◆ **Supplied passage**
***

Choosing Wisely: With Your Physician

The explosion of medical research and new knowledge continues, providing scientific bases to either support interventions recommended by doctors or demonstrate their ineffectiveness. The availability of this data, and the myriad opinions that accompany it, permeate the internet and inform the general public about ways to approach medical problems. So much information can be challenging to navigate for both patients and physicians.

The approach to medical decision making has evolved over the decades. When confronted with medical recommendations and decisions, most individuals have relied on the knowledge and experience of their doctors to determine what course would be best for them to follow. This follows the traditional role of physicians as the final determinant for “what is best” for the person they are treating.

[See: How to Help Aging Parents Manage Medications.]

Now, the approach to medical decision making is becoming more of a shared process. Decisions that have often involved just the doctor and patient now may involve family members and caregivers — all with varying opinions of how to approach a medical problem. Goals of medical decisions have traditionally revolved around sustaining life or adding years of life. More nuanced choices have developed around issues of quality of life, not just around “staying alive.” Quality-of-life goals are very individualized — and not necessarily the targeted goals of the published medical trials that often form the scientific basis of medical decisions.

A set of recommendations have been developed by multiple medical societies to foster the quality-of-life discussion between patients and physicians. The Choosing Wisely campaign was developed by the American Board of Internal Medicine Foundation to address issues and questions that often arise in patient care and to help provide scientific guidance for physicians making medical recommendations. Its recommendations can be reviewed at choosingwisely.org.

Additionally, the American Geriatrics Society has provided a set of 10 recommendations for physicians related to the quality-of-life care of older individuals. The list is as follows:

1. Don’t recommend percutaneous feeding tubes in patients with advanced dementia; instead, offer oral assisted feeding.

2. Don’t use antipsychotics as the first choice to treat behavioral and psychological symptoms of dementia.

3. Avoid using medications other than metformin to achieve hemoglobin A1c less than 7.5 percent in most older adults; moderate control is generally better.

4. Don’t use benzodiazepines or other sedative-hypnotics in older adults as the first choice for insomnia, agitation or delirium.

***

◆ **Data excerpts**
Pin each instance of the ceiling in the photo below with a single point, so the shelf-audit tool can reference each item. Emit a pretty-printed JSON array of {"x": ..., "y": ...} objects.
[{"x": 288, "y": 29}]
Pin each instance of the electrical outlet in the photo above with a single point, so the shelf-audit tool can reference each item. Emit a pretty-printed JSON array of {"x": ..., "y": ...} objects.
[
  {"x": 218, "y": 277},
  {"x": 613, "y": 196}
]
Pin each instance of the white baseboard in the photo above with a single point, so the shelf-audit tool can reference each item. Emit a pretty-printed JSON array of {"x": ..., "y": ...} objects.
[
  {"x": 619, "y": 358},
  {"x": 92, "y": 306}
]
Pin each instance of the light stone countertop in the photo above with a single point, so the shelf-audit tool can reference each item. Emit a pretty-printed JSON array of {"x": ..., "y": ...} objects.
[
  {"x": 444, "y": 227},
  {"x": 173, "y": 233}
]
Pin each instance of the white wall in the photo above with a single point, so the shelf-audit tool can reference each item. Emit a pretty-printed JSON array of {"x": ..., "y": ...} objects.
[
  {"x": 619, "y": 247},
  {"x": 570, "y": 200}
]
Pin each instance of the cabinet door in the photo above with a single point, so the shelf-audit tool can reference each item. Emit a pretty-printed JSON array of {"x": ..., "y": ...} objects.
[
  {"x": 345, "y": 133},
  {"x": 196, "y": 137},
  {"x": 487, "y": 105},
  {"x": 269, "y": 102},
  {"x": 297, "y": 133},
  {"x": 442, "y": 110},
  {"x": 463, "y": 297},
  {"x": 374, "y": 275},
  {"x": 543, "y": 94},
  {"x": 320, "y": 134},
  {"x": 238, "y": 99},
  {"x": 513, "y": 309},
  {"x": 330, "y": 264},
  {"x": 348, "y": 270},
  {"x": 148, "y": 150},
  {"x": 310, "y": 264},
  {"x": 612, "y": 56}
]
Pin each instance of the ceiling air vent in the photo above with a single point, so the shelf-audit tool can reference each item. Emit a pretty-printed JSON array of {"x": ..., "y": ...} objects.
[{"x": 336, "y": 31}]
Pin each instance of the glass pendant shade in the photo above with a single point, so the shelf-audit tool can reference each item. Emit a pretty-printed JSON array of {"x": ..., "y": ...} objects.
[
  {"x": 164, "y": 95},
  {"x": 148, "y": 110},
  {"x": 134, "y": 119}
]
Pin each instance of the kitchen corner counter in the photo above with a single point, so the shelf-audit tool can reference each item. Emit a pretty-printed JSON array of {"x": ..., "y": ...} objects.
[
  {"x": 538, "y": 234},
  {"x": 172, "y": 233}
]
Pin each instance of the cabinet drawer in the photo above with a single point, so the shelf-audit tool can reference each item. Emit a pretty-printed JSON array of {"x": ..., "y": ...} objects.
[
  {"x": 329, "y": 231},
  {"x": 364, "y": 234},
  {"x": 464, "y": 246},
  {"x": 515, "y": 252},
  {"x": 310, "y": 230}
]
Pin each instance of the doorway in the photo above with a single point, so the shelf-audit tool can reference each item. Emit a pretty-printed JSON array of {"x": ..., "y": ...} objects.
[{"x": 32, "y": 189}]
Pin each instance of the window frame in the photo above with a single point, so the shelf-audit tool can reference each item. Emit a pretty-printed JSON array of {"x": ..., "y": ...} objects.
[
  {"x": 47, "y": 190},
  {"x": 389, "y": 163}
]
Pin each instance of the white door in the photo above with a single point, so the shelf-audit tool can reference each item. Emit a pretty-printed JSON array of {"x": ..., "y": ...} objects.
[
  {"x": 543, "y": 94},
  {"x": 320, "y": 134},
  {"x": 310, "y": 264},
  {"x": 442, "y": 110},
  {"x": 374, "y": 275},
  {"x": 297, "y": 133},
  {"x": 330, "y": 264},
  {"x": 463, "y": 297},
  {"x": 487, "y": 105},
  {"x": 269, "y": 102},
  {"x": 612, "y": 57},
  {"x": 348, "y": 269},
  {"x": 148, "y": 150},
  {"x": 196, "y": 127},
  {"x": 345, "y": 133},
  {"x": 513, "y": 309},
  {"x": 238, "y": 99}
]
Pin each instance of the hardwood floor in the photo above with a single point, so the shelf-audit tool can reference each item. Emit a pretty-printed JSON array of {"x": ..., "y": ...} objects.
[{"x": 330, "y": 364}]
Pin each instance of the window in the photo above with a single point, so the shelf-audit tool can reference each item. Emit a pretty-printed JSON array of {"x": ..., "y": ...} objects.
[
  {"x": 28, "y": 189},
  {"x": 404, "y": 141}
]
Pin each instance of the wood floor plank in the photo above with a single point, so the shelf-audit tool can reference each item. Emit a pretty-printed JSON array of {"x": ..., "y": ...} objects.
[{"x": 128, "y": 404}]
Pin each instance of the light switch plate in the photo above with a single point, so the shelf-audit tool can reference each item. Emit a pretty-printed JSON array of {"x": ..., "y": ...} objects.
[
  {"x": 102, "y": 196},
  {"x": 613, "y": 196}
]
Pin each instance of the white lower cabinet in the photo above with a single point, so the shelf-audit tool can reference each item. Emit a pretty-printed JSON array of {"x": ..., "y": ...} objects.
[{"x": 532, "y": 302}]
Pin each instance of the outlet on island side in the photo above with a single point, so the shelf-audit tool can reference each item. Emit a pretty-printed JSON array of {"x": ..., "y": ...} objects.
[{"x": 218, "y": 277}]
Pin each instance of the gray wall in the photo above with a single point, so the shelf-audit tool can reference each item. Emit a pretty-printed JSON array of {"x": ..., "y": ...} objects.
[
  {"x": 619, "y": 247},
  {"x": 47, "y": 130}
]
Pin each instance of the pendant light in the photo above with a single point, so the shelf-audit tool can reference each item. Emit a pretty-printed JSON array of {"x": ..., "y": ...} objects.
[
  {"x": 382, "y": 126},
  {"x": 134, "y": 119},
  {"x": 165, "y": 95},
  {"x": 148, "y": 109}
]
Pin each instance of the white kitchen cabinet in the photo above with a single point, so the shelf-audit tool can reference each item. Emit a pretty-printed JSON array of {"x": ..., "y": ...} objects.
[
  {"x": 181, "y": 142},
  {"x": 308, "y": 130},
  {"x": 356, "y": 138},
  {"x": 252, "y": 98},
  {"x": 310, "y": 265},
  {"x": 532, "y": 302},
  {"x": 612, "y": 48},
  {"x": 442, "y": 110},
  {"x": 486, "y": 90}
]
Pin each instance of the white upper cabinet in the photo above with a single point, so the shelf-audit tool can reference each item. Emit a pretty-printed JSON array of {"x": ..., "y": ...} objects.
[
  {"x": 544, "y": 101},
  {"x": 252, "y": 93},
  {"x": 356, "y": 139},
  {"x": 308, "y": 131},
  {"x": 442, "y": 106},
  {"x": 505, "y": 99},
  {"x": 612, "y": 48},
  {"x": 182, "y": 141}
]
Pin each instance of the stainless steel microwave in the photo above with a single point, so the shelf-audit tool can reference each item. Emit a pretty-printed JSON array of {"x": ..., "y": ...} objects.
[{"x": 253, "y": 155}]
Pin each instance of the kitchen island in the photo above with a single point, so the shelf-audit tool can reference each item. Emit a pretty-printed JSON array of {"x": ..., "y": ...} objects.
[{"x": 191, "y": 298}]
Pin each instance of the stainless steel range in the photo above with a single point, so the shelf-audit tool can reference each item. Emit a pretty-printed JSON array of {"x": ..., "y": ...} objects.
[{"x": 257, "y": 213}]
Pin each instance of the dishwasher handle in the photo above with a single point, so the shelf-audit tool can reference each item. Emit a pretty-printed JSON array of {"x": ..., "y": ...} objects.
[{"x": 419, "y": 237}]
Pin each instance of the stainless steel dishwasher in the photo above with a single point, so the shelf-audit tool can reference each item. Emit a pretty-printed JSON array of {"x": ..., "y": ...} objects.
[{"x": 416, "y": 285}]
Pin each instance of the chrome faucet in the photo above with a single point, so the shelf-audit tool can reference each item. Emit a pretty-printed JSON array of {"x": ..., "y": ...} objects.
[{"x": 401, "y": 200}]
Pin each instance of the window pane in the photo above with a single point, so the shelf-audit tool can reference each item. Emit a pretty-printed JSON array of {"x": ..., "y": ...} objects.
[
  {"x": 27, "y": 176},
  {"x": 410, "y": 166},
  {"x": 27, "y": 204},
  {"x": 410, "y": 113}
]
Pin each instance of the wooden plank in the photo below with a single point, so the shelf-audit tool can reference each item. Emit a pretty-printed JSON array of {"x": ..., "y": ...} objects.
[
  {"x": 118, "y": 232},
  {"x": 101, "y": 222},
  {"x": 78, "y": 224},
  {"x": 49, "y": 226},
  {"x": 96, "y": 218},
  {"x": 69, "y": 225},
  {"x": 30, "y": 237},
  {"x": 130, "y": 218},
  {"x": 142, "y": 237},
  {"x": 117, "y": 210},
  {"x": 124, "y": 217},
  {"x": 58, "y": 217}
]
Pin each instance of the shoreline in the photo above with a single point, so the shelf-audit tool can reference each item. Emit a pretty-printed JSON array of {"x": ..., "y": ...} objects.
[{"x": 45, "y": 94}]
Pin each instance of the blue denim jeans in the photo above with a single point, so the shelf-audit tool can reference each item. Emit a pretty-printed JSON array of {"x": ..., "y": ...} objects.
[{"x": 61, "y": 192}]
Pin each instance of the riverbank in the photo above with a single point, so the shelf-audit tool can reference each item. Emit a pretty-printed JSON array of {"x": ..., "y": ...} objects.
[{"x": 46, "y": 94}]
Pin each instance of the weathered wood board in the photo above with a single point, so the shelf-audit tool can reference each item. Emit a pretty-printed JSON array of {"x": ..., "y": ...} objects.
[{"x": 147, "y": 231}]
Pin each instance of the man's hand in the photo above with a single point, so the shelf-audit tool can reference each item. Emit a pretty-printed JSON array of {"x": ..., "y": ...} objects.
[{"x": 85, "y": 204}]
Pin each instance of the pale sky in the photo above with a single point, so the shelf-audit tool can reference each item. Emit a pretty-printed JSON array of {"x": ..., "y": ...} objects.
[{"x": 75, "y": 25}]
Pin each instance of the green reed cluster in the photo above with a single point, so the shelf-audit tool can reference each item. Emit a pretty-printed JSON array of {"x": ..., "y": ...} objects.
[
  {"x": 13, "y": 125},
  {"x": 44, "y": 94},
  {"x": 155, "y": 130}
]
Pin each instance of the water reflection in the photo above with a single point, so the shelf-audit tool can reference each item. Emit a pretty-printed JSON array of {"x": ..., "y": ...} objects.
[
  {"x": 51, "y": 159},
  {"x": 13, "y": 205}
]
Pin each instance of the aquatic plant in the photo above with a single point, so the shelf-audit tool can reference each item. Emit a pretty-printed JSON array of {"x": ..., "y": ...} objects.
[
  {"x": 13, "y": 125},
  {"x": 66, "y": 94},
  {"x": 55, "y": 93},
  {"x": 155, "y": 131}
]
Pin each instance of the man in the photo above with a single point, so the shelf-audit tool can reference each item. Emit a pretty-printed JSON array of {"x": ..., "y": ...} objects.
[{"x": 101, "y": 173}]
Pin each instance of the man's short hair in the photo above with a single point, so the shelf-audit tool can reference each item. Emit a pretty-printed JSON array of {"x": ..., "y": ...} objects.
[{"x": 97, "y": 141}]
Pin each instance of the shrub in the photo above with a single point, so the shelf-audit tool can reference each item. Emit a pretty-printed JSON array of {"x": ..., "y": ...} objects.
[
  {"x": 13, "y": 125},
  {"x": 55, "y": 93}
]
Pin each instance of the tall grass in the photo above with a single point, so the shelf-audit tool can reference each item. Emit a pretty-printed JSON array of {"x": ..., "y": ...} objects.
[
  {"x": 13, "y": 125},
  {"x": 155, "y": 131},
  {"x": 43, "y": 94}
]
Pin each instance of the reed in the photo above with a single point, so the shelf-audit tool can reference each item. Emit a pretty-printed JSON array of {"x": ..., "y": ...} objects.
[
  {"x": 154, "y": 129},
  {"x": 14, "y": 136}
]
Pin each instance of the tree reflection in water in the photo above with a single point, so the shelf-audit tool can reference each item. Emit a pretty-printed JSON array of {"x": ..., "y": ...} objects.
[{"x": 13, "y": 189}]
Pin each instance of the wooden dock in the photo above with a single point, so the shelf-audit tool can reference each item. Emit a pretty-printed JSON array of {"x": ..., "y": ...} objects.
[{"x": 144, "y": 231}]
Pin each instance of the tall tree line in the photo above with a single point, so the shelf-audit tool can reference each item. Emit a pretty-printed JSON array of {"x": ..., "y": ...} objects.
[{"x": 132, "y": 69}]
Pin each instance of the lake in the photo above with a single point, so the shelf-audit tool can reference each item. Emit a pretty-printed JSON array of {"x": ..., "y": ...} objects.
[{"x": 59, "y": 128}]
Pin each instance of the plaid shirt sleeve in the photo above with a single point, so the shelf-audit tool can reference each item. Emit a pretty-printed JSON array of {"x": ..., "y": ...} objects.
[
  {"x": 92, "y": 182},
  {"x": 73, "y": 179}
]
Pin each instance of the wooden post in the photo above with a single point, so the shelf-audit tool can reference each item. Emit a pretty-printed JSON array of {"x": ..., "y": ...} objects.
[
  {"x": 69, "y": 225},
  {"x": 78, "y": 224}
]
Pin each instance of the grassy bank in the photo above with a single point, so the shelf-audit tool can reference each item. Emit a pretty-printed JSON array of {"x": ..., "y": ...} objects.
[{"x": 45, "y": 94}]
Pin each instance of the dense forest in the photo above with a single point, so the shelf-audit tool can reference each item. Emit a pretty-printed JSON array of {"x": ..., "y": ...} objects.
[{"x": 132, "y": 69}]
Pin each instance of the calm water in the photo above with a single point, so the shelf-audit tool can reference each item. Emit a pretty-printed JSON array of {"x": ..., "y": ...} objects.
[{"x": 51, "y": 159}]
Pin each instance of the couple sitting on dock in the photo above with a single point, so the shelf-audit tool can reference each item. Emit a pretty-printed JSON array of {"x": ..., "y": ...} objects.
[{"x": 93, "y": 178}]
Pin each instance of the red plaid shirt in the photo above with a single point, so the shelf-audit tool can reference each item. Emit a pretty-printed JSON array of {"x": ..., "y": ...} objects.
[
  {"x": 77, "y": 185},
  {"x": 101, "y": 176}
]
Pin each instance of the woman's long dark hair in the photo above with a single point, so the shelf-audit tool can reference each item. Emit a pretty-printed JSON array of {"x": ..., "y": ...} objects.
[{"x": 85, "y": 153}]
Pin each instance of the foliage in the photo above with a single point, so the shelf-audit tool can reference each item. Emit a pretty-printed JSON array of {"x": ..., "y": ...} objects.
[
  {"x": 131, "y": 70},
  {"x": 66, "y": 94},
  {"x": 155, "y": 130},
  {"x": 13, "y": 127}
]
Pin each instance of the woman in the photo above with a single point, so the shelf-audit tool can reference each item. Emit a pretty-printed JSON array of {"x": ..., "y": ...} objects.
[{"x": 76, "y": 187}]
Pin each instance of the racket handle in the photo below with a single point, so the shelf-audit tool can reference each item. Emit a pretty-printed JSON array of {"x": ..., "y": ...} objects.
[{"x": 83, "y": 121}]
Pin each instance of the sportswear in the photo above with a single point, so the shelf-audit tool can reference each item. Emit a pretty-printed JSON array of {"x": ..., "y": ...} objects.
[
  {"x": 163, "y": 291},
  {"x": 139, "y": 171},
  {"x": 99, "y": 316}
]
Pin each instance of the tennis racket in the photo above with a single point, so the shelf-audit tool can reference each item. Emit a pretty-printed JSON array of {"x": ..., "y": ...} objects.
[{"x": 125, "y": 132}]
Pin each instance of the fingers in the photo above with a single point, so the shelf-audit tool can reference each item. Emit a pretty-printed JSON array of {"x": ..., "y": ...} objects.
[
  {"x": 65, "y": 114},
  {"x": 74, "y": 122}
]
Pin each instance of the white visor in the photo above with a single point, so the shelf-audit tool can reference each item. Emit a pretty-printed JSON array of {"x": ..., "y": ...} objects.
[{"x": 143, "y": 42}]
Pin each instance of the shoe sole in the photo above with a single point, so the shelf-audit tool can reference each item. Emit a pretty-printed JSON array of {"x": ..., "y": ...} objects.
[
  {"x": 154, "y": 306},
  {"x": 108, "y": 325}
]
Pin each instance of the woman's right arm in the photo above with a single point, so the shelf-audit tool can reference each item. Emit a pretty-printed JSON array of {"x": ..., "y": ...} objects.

***

◆ **Tasks and exercises**
(1) Answer these questions about the Choosing Wisely article, using the text above the records:
(a) Which organization developed the Choosing Wisely campaign?
(b) How many recommendations has the American Geriatrics Society provided?
(c) What does the list say to offer instead of percutaneous feeding tubes for patients with advanced dementia?
(2) List every medication or class of medication named in the Choosing Wisely article.
(3) Quote the Choosing Wisely article, beginning at the words "A set of recommendations" and ending after "reviewed at choosingwisely.org.".

◆ **Solutions by task**
(1)
(a) The American Board of Internal Medicine Foundation.
(b) 10.
(c) Oral assisted feeding.

(2)
- Antipsychotics
- Metformin
- Benzodiazepines
- Other sedative-hypnotics

(3)
A set of recommendations have been developed by multiple medical societies to foster the quality-of-life discussion between patients and physicians. The Choosing Wisely campaign was developed by the American Board of Internal Medicine Foundation to address issues and questions that often arise in patient care and to help provide scientific guidance for physicians making medical recommendations. Its recommendations can be reviewed at choosingwisely.org.